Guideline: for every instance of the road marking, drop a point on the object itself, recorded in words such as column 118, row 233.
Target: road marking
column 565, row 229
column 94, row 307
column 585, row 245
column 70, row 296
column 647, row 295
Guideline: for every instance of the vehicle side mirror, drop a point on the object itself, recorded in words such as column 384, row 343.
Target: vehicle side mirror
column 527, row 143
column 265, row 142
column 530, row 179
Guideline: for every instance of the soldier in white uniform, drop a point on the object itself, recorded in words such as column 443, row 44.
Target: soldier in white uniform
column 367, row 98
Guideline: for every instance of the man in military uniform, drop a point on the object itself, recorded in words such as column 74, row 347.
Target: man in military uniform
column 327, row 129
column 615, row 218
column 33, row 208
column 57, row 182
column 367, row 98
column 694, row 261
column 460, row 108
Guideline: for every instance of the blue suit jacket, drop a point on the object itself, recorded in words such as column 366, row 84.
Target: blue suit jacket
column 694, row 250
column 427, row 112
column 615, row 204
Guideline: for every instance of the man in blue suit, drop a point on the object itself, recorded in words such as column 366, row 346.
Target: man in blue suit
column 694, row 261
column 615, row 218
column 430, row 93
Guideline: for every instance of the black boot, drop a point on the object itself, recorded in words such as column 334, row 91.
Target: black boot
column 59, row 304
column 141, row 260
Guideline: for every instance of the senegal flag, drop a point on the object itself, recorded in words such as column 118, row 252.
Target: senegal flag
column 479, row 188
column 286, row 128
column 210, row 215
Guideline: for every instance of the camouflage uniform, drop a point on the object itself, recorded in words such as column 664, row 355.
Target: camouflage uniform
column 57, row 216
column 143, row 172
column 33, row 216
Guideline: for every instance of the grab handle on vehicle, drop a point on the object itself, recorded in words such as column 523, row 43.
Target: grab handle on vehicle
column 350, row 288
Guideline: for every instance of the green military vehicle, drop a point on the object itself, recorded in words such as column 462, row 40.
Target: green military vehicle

________________________________________

Copy exactly the lines from the one containing "Guideline: for every instance of the blue" through the last line of the records, both included, and nothing else.

Guideline: for every instance of the blue suit jacket, drop a point on the object itself, recorded in words such as column 366, row 84.
Target: blue suit jacket
column 694, row 250
column 427, row 112
column 615, row 204
Guideline: for every instance of the man in blue suit, drop a point on the object itself, recorded in words such as column 366, row 346.
Target: man in blue suit
column 694, row 261
column 615, row 218
column 430, row 93
Guideline: for every instance of the black boot, drop a point on the object itself, recorded in words such as column 334, row 91.
Target: black boot
column 59, row 304
column 141, row 260
Guideline: for every instance of the senegal flag, drop a point on the object itself, recorded in words such as column 118, row 252.
Target: senegal flag
column 479, row 188
column 286, row 128
column 210, row 215
Guideline: for every instance of the camouflage uniform, drop a point on the object itself, recorded in words such as column 664, row 355.
Target: camouflage uniform
column 57, row 216
column 143, row 172
column 33, row 216
Guideline: for every instance of the grab handle on vehicle, drop a point on the object itself, recorded in words such as column 523, row 43.
Target: grab handle on vehicle
column 350, row 288
Guideline: for every instance of the green military vehicle, drop a point on the object itself, recorded in words such as column 462, row 40.
Target: green military vehicle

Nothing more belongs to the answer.